• _Reading text_:
....................
Analysis

Is Inflation Really as Low as the Fed Fears?

Executive Summary

Fed officials have been concerned about inflation’s ongoing shortfall from the FOMC’s 2% target. Core PCE inflation has averaged only 1.6% over the current expansion, and has weakened more recently. The undershoot and handwringing over the miss come as a surprise to many of the clients to whom we speak, who feel their own costs have been rising more rapidly.

The perception that inflation is higher than official figures comes as prices for many items are indeed rising faster than 2% and have picked up more recently. Of course other items offset these gains, but often garner less attention. Moreover, a number of statistical practices, like quality adjustment, depress inflation readings relative to transaction prices, although other practices may overstate inflation. These methods have been little changed in recent years, however, meaning that they are unlikely to bias inflation today relative to previous periods.

While inflation has picked up for many items over the past couple of years, it still remains low compared to the prior expansion. The upshot is that real household income and spending continue to benefit from low inflation, while monetary policy has no glaring need to become restrictive.

Wide-Ranging Perspectives

As far as the Fed is concerned, inflation is largely absent. In March, the core PCE deflator slipped to 1.6%, year-over-year. While recent weakness may have been exaggerated by a number of temporary factors, there is no getting around the fact that inflation has struggled to reach the FOMC’s target for the vast majority of the expansion. In the 10 years since the recession, both headline and core PCE inflation have increased at an average annualized rate of 1.6% compared to the FOMC’s 2.0% goal. The prolonged shortfall has generated a rethink of the underlying drivers of inflation and the Fed’s approach to its price-stability mandate.1 More immediately, it has spurred debate about the FOMC cutting the fed funds rate this year to support inflation.
....................
(Saved data entries)
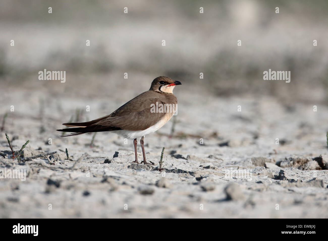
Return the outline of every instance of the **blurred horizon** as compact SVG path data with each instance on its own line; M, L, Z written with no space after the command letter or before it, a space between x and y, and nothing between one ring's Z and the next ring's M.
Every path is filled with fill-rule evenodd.
M323 0L3 1L0 82L78 93L72 86L108 81L119 89L113 83L133 78L143 90L164 75L219 96L327 104L327 12ZM40 82L44 69L66 71L66 83ZM264 80L269 69L291 71L290 83Z

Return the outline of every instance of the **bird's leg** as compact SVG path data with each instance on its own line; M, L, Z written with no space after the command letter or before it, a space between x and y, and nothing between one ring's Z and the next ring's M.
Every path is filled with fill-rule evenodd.
M152 164L147 162L146 160L146 153L145 153L145 147L144 147L143 138L144 137L145 137L144 136L143 136L140 139L140 144L141 145L141 149L142 150L142 155L143 156L144 158L144 160L142 161L140 163L143 163L144 164L149 164L151 165L154 165Z
M137 143L138 142L137 141L137 138L136 138L133 140L133 145L134 146L134 154L135 154L135 160L134 162L132 162L132 163L133 163L133 162L135 162L138 164L139 163L138 162L138 156L137 153Z

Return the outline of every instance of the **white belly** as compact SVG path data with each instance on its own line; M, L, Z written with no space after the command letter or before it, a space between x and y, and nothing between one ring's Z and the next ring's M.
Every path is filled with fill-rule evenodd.
M156 124L145 130L143 131L118 130L118 131L112 131L111 132L117 134L125 138L128 138L129 139L135 139L136 138L141 138L146 135L154 132L164 126L173 115L173 113L172 113L172 114L171 114L171 113L168 113Z

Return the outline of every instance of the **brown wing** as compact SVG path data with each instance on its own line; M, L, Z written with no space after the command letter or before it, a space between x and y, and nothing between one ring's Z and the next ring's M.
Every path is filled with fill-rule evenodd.
M153 107L156 106L156 102L157 105L164 104L160 100L160 95L153 91L144 92L111 114L100 118L94 125L129 131L141 131L149 128L165 114L151 111L154 109Z

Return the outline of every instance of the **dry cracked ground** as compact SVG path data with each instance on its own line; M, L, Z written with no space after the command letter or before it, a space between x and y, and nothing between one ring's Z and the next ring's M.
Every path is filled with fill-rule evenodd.
M10 101L15 109L0 138L1 176L19 169L26 177L0 179L0 217L328 217L326 107L316 112L311 103L200 91L191 98L187 89L175 90L173 136L171 120L145 138L154 166L131 163L132 140L100 133L91 146L92 134L61 138L55 131L71 116L108 114L127 96L115 102L62 95L40 102L16 90L15 102L12 92L3 93L1 113ZM76 111L87 104L91 116ZM10 158L5 132L15 151L30 140L21 163Z

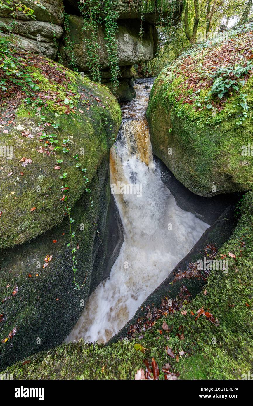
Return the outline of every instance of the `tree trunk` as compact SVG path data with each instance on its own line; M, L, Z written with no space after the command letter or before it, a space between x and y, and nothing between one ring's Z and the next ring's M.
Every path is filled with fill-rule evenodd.
M214 2L213 4L213 6L212 8L212 11L210 11L209 13L209 17L208 21L208 27L207 24L206 27L206 40L207 41L208 39L208 37L209 37L209 32L210 32L210 30L211 29L211 23L212 22L212 19L213 15L214 15L214 7L216 4L216 0L214 0ZM210 4L210 7L211 7L211 4Z
M196 36L199 21L199 0L194 0L194 8L195 9L195 19L193 29L192 33L189 26L189 6L188 2L187 2L184 11L184 31L187 39L192 44L195 43L196 42Z
M242 13L242 15L241 17L238 24L236 24L237 25L240 25L240 24L242 24L244 21L246 21L249 17L252 7L252 0L249 0L247 4L246 4L246 6L244 9L244 11Z
M208 7L206 11L205 19L206 19L206 39L208 39L209 32L210 30L210 14L211 13L211 4L212 0L208 0Z

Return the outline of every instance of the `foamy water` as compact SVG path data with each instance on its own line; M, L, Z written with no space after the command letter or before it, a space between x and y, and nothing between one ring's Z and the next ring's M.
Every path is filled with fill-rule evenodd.
M153 160L145 112L149 90L136 84L136 98L122 108L111 149L111 187L138 192L115 194L124 242L110 278L90 296L66 341L105 343L123 327L209 227L178 207ZM150 85L148 85L149 87ZM117 151L117 155L116 151ZM128 191L125 187L125 192ZM128 189L131 191L131 189Z

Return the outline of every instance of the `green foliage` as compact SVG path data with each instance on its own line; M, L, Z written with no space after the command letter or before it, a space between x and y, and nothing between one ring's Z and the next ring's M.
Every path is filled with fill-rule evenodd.
M119 86L118 77L120 73L118 66L117 42L116 39L118 32L117 18L118 13L115 11L115 0L105 0L105 39L110 62L110 71L112 76L111 82L112 84L112 91L115 93Z
M97 41L99 25L102 23L99 15L100 5L93 4L90 0L80 3L79 8L83 18L82 30L84 31L84 42L88 56L88 63L91 78L95 82L101 80L101 66L99 62L100 47Z
M99 55L100 47L97 41L97 32L99 25L104 24L104 39L111 75L110 80L115 93L119 86L118 77L120 75L116 39L118 14L115 11L115 2L116 0L104 0L102 4L92 0L84 0L79 5L83 18L82 30L85 32L84 42L87 52L89 70L92 79L96 82L100 82L101 80ZM104 16L103 17L101 16L102 11Z
M17 64L11 45L11 41L8 38L0 37L0 88L4 91L7 90L8 83L11 82L21 86L27 94L29 88L30 90L37 90L39 87L33 82L30 74Z
M75 53L73 50L73 43L69 37L69 15L66 13L64 13L63 16L64 17L64 28L65 32L64 40L66 43L64 49L67 51L69 58L69 65L71 69L72 70L77 71L78 69L76 68Z
M240 80L240 78L244 77L253 69L253 65L249 62L246 66L238 65L234 67L219 67L212 75L214 80L210 94L217 95L221 99L229 90L239 91L240 85L245 84L245 81Z

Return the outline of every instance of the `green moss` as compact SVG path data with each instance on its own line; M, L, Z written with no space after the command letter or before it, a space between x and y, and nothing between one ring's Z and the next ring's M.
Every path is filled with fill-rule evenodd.
M40 65L43 63L44 70ZM52 65L53 73L50 70ZM55 75L56 66L61 81L60 84L54 84L54 76L52 76ZM41 94L51 97L47 100L45 111L43 108L41 114L45 116L47 121L60 125L57 130L48 127L49 133L57 135L59 145L62 145L64 139L70 140L69 152L64 154L59 150L56 156L57 159L63 160L61 170L67 174L65 183L69 187L68 204L71 207L86 187L81 169L86 168L86 174L91 181L113 144L120 125L120 108L107 87L97 86L87 78L82 78L55 63L40 58L37 67L29 69L36 74L34 77L39 87L35 94L35 98L44 100L39 95ZM56 97L54 99L56 89ZM66 97L73 100L75 114L63 114L69 108L63 103ZM61 100L63 106L56 102L58 99ZM44 101L43 105L44 103ZM2 212L0 248L36 237L59 224L65 212L65 203L60 200L63 197L62 184L58 171L54 168L56 164L55 157L38 152L44 143L39 140L39 118L35 113L36 110L23 101L15 112L14 124L6 127L8 133L0 134L0 145L11 146L13 149L13 159L4 157L0 171L0 211ZM22 135L22 132L27 130L32 138ZM79 169L76 167L76 161L73 158L77 153L81 165ZM32 161L25 168L21 161L24 158ZM41 179L43 180L41 182ZM39 191L38 186L41 188ZM36 207L36 210L31 212L33 207Z
M118 233L115 244L110 234L110 214L115 224L119 219L112 211L108 158L108 152L93 177L91 194L84 192L71 211L75 219L72 225L74 246L78 246L76 281L80 285L85 283L80 291L74 289L72 282L66 216L61 224L43 236L0 251L0 314L4 317L0 324L2 367L62 343L83 310L80 300L85 303L90 290L108 276L110 261L113 263L117 257L122 239ZM52 259L43 269L48 255L52 255ZM12 296L16 286L18 290ZM17 332L13 339L3 343L14 327Z
M222 50L223 46L216 45L215 49ZM253 188L252 157L242 155L243 146L252 139L253 77L221 104L210 99L208 67L204 72L200 69L203 52L208 61L213 48L192 50L188 59L183 56L166 68L155 82L147 112L155 154L188 189L205 196ZM195 75L194 87L189 87L186 62L182 67L185 59L191 67L191 77ZM247 95L245 118L242 94ZM214 112L206 108L210 103Z
M218 253L218 257L226 255L229 258L228 273L212 271L205 286L206 294L202 291L186 306L186 315L178 311L162 317L141 339L119 341L105 346L82 341L63 345L29 357L29 364L17 363L6 372L17 379L132 379L137 369L145 369L145 356L149 361L154 357L160 371L169 363L171 370L179 373L181 379L241 379L253 364L253 208L251 192L243 200L238 225ZM234 254L236 259L229 253ZM217 317L219 326L203 315L195 321L202 307ZM164 321L173 326L169 333L162 330ZM182 326L184 338L180 340L177 334L182 332ZM145 356L134 349L136 343L148 349ZM185 352L178 362L167 354L166 346L175 355ZM162 373L160 378L163 378Z

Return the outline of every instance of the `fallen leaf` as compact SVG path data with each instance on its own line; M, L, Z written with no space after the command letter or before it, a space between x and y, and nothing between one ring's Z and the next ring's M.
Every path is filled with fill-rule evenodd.
M165 330L165 331L167 331L169 330L169 326L165 320L162 324L162 330Z
M199 310L197 311L197 313L198 313L198 315L196 317L196 318L195 319L195 321L196 322L196 320L198 320L198 319L199 318L199 316L201 316L201 314L203 314L203 313L205 313L205 311L204 310L204 307L201 307L201 309L199 309Z
M154 376L154 380L157 380L158 379L159 379L159 369L158 367L158 365L155 361L155 358L154 357L152 357L152 358L151 365L152 369L153 369L153 374Z
M134 348L136 351L141 351L142 352L144 352L144 353L145 350L148 349L148 348L145 348L141 344L135 344L134 346Z
M175 358L174 352L172 351L171 348L169 348L168 346L166 346L166 351L168 355L169 355L170 356L171 356L172 358Z
M144 372L144 370L142 369L138 369L134 376L135 380L140 380L145 379L145 373Z
M236 256L234 254L233 254L232 253L228 253L228 255L229 255L229 257L231 257L231 258L236 258Z

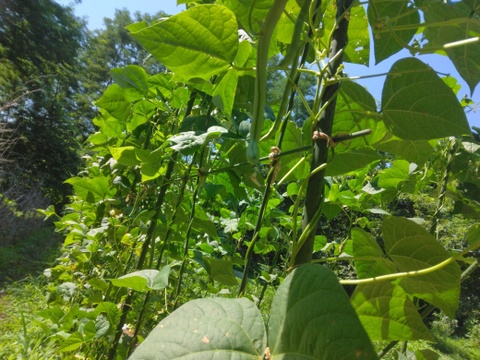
....................
• _Study questions_:
(a) Reproduce part of the inflation analysis, beginning at the words "Executive Summary" and stopping after the words "rising more rapidly.".
(b) According to the inflation analysis, at what average annualized rate have headline and core PCE inflation increased in the 10 years since the recession?
(c) Resume the inflation analysis right after its final sentence, which is about debate over the FOMC cutting the fed funds rate.

• _Task responses_:
(a)
Executive Summary

Fed officials have been concerned about inflation’s ongoing shortfall from the FOMC’s 2% target. Core PCE inflation has averaged only 1.6% over the current expansion, and has weakened more recently. The undershoot and handwringing over the miss come as a surprise to many of the clients to whom we speak, who feel their own costs have been rising more rapidly.

(b) 1.6%

(c)
The handwringing about low inflation may seem odd to businesses and households at the moment. Businesses have seen their own costs pick up over the past few years, especially for labor. At the same time, “low” inflation in the official sense may not jibe with consumers’ views when seeing prices pick up for everyday items, or the sticker-shock from less frequent purchases that have been outstripping broader inflation for years, like college education or a hospital stay.

The reality is that the low rate of headline or core inflation masks wide variance in price changes. Declining prices for some goods and services are offsetting price hikes elsewhere. Figure 3 illustrates the spectrum of inflation across goods and services.2 We show the two-year annualized inflation rate in order to filter through some of the short-term noise that inevitably comes from surveys. While overall prices rose at a 1.8% pace over this period, that does not capture everyone’s experience or perception of inflation.